◆ THE TASK
For the entries that follow, restate word for word the line containing "[locate] blue zip-up", the line containing "[locate] fingers (one", and every line that lies between them.

◆ INPUT DATA

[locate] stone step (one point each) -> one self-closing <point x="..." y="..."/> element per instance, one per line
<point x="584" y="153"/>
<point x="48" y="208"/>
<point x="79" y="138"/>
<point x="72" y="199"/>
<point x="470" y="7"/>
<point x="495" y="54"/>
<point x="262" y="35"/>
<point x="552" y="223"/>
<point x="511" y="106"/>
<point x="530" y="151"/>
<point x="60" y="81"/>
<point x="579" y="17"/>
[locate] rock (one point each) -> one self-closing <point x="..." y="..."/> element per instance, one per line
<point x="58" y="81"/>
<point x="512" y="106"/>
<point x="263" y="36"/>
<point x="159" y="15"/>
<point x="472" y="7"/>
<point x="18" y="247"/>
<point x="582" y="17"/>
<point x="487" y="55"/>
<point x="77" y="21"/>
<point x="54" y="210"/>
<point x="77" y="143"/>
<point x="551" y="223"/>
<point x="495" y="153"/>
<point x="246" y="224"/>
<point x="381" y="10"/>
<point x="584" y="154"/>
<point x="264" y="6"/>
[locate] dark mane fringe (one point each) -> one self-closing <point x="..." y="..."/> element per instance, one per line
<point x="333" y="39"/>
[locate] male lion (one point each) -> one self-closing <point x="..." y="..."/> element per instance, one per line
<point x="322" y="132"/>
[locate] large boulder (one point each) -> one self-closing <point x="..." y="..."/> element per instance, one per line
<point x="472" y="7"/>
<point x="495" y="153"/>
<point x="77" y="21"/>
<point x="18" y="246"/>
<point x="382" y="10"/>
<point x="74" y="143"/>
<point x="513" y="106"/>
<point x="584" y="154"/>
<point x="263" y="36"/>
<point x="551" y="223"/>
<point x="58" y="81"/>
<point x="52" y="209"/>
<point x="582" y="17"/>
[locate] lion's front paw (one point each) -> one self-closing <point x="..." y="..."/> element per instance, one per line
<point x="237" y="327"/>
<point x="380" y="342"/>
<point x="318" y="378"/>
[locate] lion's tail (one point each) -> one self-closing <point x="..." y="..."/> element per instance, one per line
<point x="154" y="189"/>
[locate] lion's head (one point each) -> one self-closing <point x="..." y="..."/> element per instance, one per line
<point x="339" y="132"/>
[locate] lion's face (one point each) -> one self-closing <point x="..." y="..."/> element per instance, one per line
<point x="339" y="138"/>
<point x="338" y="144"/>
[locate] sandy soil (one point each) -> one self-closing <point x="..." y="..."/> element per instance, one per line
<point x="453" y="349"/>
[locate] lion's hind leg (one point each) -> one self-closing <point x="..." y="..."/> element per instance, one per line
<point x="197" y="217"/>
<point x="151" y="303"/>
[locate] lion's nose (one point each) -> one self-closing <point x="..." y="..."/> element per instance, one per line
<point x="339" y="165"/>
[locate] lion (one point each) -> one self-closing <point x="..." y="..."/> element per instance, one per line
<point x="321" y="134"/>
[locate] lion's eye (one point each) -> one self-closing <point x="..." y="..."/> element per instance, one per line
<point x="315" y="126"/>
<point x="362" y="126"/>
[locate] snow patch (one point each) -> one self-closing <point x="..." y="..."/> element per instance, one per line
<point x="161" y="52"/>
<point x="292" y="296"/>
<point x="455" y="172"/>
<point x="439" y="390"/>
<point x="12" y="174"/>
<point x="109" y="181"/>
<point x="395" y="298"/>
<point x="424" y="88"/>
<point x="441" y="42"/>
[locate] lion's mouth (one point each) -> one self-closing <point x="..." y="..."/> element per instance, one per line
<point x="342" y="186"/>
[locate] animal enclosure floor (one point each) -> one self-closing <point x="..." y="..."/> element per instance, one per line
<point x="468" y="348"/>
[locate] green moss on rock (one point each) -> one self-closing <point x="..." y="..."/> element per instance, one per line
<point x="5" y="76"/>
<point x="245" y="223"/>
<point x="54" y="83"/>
...
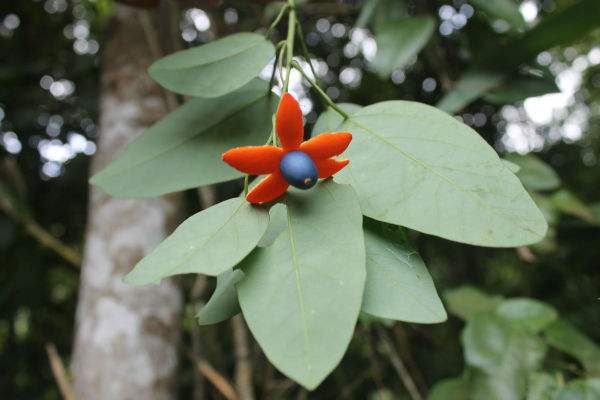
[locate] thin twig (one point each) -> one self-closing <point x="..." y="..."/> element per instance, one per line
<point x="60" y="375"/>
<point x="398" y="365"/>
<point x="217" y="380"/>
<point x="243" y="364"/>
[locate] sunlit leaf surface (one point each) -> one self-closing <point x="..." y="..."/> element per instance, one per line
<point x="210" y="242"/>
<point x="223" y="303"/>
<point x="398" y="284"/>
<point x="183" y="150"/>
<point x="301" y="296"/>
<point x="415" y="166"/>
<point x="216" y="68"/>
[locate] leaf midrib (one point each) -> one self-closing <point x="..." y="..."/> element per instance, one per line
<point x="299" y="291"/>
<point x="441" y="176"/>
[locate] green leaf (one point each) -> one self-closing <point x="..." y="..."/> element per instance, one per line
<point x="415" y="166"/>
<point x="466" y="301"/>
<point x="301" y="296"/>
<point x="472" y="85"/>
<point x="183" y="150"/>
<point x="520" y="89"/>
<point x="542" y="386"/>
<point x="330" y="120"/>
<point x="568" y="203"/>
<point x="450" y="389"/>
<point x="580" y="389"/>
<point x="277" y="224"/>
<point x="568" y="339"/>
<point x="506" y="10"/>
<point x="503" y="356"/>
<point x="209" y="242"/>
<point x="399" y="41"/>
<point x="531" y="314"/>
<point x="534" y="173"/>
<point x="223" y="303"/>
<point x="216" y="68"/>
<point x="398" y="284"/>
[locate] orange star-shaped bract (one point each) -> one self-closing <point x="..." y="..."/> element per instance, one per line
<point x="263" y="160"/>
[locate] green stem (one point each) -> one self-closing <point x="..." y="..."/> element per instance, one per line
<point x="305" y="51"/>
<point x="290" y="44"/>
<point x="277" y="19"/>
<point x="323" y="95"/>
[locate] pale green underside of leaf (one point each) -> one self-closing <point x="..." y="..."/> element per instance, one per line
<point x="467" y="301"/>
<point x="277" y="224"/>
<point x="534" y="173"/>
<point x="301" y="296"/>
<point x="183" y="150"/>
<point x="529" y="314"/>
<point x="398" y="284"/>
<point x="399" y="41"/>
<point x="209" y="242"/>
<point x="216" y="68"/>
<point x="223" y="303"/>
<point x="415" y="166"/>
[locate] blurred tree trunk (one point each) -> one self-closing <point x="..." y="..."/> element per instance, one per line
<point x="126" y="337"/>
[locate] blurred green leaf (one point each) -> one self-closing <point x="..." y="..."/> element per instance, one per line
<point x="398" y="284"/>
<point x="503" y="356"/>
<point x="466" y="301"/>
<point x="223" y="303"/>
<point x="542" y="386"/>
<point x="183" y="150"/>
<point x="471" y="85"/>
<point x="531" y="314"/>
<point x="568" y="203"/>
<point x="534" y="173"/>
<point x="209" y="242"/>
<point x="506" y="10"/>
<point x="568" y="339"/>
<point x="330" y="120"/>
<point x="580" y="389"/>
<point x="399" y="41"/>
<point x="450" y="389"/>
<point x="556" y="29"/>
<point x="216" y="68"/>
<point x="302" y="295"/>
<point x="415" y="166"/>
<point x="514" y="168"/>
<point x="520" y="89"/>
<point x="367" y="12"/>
---
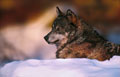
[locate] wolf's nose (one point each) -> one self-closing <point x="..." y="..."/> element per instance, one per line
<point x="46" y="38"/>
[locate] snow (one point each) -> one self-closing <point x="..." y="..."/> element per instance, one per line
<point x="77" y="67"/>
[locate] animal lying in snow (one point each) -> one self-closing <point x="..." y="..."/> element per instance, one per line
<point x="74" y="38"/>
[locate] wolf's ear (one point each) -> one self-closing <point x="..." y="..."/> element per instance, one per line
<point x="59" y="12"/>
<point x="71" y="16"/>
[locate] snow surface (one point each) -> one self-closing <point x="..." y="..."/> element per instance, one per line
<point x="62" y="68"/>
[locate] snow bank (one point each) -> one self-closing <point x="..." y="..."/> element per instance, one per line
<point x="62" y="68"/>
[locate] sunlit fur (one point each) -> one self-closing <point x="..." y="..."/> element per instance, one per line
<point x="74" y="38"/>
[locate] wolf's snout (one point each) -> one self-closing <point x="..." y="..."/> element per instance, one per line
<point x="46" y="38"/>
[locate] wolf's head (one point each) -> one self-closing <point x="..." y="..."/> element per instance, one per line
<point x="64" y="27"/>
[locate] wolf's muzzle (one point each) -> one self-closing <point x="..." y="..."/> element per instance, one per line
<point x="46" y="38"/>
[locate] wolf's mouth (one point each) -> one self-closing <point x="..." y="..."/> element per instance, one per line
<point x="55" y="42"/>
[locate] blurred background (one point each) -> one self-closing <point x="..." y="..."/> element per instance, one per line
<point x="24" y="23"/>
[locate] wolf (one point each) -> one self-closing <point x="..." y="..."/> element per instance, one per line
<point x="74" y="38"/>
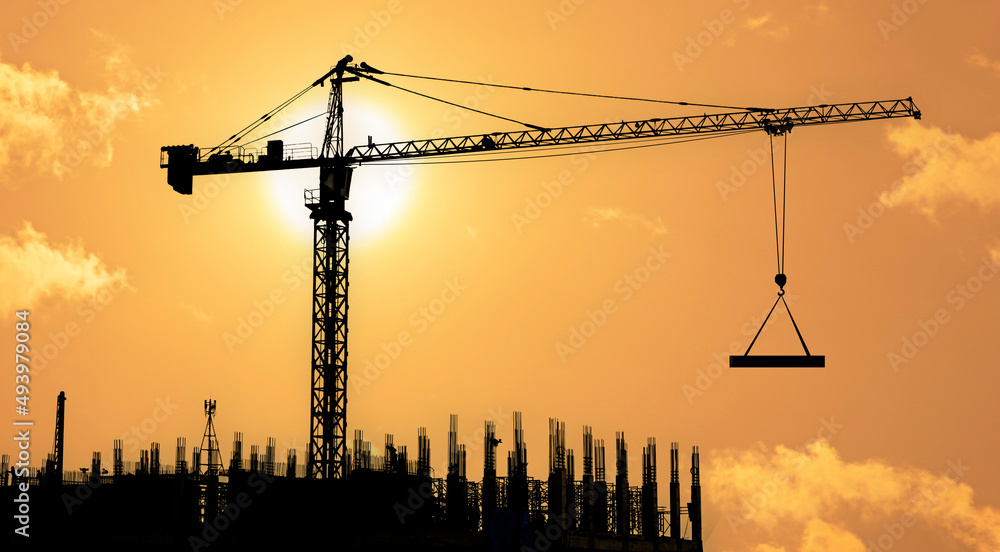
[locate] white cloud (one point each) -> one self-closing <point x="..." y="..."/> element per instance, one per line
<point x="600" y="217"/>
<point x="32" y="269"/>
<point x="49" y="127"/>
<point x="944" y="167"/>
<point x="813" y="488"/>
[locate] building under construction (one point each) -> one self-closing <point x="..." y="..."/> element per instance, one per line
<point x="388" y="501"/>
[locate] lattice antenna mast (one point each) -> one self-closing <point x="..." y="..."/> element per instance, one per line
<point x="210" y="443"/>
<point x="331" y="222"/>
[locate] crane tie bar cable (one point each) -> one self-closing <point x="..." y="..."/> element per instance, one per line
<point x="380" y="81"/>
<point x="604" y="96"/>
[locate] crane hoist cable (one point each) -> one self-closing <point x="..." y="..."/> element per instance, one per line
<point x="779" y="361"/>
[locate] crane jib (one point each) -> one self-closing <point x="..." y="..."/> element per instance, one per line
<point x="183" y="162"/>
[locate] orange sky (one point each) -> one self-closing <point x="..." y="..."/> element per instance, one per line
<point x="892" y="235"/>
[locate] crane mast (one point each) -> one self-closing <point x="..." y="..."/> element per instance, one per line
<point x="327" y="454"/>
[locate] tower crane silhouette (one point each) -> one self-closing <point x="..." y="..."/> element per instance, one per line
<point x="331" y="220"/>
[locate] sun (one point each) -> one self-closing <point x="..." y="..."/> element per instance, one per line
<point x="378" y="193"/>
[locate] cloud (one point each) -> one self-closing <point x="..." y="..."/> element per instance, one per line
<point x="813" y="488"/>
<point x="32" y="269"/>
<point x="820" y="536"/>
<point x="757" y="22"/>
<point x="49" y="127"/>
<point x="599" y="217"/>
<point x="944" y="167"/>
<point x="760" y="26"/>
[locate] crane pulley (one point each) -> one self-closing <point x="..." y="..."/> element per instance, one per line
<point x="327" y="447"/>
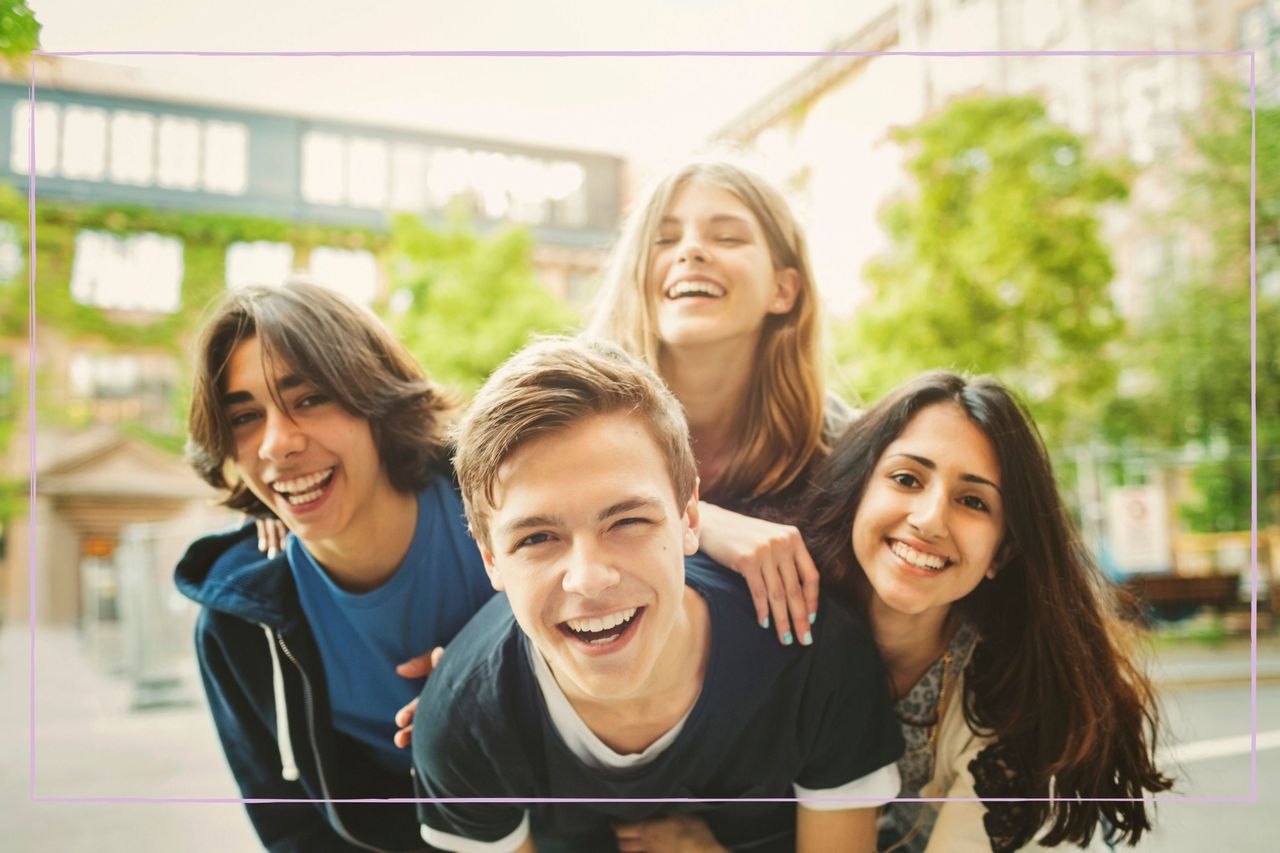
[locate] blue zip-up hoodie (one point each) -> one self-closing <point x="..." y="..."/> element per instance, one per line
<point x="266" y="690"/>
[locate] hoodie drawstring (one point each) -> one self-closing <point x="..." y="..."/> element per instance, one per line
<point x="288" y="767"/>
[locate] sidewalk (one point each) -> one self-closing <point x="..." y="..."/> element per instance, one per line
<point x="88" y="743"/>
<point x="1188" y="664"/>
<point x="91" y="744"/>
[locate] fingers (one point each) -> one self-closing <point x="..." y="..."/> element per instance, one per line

◆ COMPLETED EXERCISE
[locate] blue zip-up hoodie (one point each) -> one self-closing <point x="..." y="..."/> element per instance, one per line
<point x="266" y="690"/>
[locate] hoodie drawstring (one point each) -> one self-closing <point x="..." y="..."/> element per instance, one per line
<point x="288" y="767"/>
[locate] sidewalk (one point each) -> one self-closing <point x="..." y="..."/> element per instance, one per line
<point x="88" y="743"/>
<point x="1188" y="664"/>
<point x="91" y="744"/>
[locate] fingers (one point each) -> one self-closing <point x="..." y="..."/> element per instance, one per line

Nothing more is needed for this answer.